* **Problem**: Please copy out every one of the records below word for word, changing nothing.

━━━━━━━━

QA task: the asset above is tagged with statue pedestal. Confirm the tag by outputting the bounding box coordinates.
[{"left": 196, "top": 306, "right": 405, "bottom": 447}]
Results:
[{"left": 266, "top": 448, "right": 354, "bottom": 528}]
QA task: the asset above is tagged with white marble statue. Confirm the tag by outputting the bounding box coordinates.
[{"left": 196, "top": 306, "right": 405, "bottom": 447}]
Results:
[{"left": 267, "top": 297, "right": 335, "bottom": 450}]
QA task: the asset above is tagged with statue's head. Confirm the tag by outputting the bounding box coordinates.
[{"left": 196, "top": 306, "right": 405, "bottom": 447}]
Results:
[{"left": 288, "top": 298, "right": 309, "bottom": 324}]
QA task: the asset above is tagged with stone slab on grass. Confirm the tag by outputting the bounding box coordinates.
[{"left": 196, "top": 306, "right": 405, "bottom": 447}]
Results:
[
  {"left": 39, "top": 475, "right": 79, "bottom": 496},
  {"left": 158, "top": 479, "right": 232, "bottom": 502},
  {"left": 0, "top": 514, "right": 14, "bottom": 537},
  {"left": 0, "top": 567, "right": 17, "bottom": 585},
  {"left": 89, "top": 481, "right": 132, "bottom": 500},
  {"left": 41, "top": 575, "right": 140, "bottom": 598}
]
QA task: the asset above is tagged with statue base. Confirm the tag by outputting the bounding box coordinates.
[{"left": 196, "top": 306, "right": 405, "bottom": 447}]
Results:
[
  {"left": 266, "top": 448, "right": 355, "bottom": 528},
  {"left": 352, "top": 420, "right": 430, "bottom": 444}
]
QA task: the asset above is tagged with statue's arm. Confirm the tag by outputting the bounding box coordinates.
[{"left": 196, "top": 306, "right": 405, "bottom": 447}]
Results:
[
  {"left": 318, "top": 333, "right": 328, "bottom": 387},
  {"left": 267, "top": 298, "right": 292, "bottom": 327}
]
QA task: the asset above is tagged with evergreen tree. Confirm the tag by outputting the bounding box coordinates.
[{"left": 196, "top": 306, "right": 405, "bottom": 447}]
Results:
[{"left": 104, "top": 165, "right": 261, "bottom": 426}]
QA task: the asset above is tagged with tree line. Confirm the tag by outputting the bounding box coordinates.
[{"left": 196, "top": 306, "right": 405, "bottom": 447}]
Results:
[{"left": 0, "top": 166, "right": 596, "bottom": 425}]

━━━━━━━━

* **Response to this exercise**:
QA task: the asset above is tagged with statue pedestal. Confirm the tag by outputting the bounding box coordinates.
[{"left": 196, "top": 306, "right": 405, "bottom": 447}]
Results:
[{"left": 266, "top": 448, "right": 354, "bottom": 528}]
QA task: the asset above is tagged with white marble statue. Confirm the tag by outputting the bounding box coordinates.
[{"left": 196, "top": 306, "right": 405, "bottom": 447}]
Results:
[{"left": 267, "top": 297, "right": 335, "bottom": 450}]
QA task: the asset above is tagged with statue's head. Confirm the tag by outputting the bounding box coordinates.
[{"left": 196, "top": 306, "right": 405, "bottom": 447}]
Results:
[{"left": 288, "top": 298, "right": 309, "bottom": 324}]
QA task: the asset above is tagged with stone slab on grass. Confirm the tag by outputting the bounding box coordinates.
[{"left": 196, "top": 306, "right": 405, "bottom": 447}]
Results:
[
  {"left": 39, "top": 475, "right": 79, "bottom": 496},
  {"left": 158, "top": 479, "right": 232, "bottom": 502},
  {"left": 0, "top": 514, "right": 14, "bottom": 537},
  {"left": 0, "top": 567, "right": 17, "bottom": 585},
  {"left": 89, "top": 481, "right": 132, "bottom": 500},
  {"left": 41, "top": 575, "right": 140, "bottom": 598}
]
QA task: the asset above is tagged with statue base. Confirm the tag by outputting the bounding box coordinates.
[{"left": 196, "top": 306, "right": 405, "bottom": 447}]
Results:
[
  {"left": 266, "top": 448, "right": 355, "bottom": 528},
  {"left": 352, "top": 420, "right": 430, "bottom": 444}
]
QA task: the asset above is tagged with statue's arm. Confirm the tag by outputting the bounding box coordinates.
[{"left": 196, "top": 306, "right": 405, "bottom": 447}]
Results:
[
  {"left": 318, "top": 333, "right": 328, "bottom": 387},
  {"left": 267, "top": 298, "right": 292, "bottom": 327}
]
QA task: the asset above is tagged with evergreen tree. Confirm the tag by outputting the bounding box coordinates.
[{"left": 196, "top": 306, "right": 405, "bottom": 447}]
Results:
[{"left": 104, "top": 165, "right": 261, "bottom": 426}]
QA task: the asset above is tagged with tree line. Confirm the tag by outputting the bounding box coordinates.
[{"left": 196, "top": 306, "right": 405, "bottom": 447}]
Results:
[{"left": 0, "top": 166, "right": 596, "bottom": 425}]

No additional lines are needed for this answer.